What you need to do:
Each line from the one containing "of the stanchion" through the end of the entries below must be output exactly; no other line belongs.

(Dataset records)

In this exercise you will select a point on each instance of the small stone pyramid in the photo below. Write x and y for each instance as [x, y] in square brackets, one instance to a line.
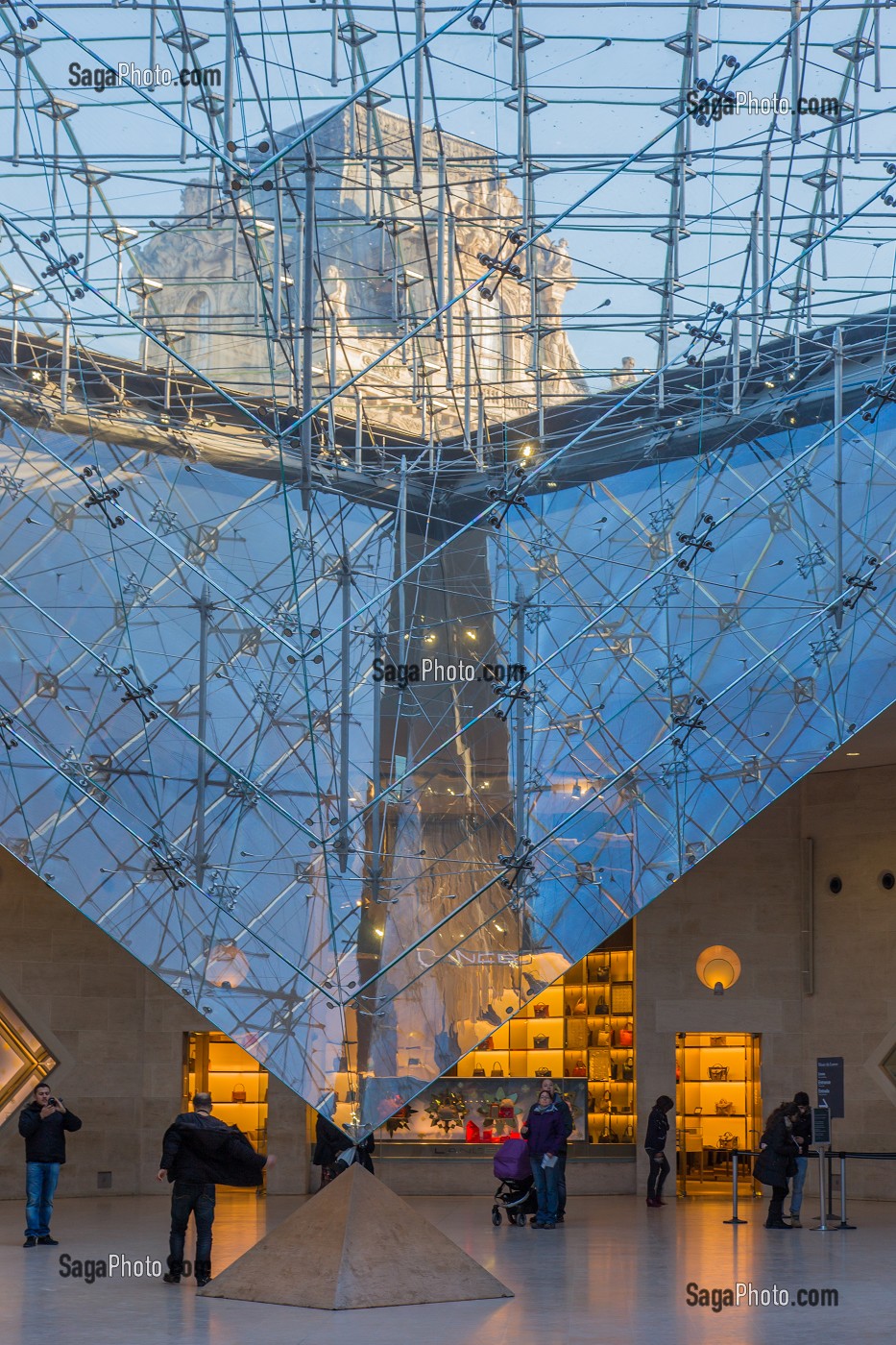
[355, 1244]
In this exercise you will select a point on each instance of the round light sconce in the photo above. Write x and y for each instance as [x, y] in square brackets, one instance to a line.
[718, 968]
[228, 966]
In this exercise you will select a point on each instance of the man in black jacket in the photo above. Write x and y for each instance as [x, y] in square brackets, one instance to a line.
[200, 1150]
[43, 1125]
[569, 1125]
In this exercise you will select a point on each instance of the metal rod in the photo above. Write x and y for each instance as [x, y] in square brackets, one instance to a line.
[205, 607]
[334, 46]
[420, 15]
[359, 426]
[767, 259]
[308, 322]
[278, 253]
[86, 228]
[153, 37]
[298, 291]
[56, 181]
[345, 713]
[467, 376]
[375, 779]
[449, 315]
[440, 248]
[16, 110]
[754, 284]
[838, 474]
[795, 15]
[66, 362]
[521, 820]
[229, 70]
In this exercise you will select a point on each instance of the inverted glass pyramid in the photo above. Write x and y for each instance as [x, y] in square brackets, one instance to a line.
[355, 871]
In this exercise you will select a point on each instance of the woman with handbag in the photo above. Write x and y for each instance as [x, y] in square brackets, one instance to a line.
[655, 1146]
[544, 1136]
[777, 1162]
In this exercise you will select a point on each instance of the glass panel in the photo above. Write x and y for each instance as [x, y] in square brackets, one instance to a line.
[378, 638]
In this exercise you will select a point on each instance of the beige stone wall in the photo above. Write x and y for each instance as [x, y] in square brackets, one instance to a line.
[117, 1032]
[747, 894]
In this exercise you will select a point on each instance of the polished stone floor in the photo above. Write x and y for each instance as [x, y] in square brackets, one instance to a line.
[617, 1273]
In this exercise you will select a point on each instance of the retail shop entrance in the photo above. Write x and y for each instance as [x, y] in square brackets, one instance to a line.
[717, 1109]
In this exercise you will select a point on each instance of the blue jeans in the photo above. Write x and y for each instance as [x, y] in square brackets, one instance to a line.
[197, 1199]
[40, 1184]
[546, 1190]
[797, 1187]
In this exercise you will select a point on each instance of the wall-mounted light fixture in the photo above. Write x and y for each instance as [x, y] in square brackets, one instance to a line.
[718, 968]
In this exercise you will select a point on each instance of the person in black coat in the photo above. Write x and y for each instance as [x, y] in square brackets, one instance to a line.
[329, 1142]
[569, 1125]
[198, 1152]
[43, 1125]
[802, 1133]
[655, 1146]
[777, 1162]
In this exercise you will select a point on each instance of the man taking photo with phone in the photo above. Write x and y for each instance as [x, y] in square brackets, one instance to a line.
[43, 1123]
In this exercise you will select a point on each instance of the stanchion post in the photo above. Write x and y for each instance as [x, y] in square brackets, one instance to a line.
[844, 1221]
[734, 1190]
[822, 1227]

(End Dataset records)

Exercise solution:
In this exercise you will select a point on each instance of the stanchion post in the photo above. Write x and y for each instance as [x, y] in square brackets, one instance to a line.
[844, 1221]
[734, 1190]
[822, 1227]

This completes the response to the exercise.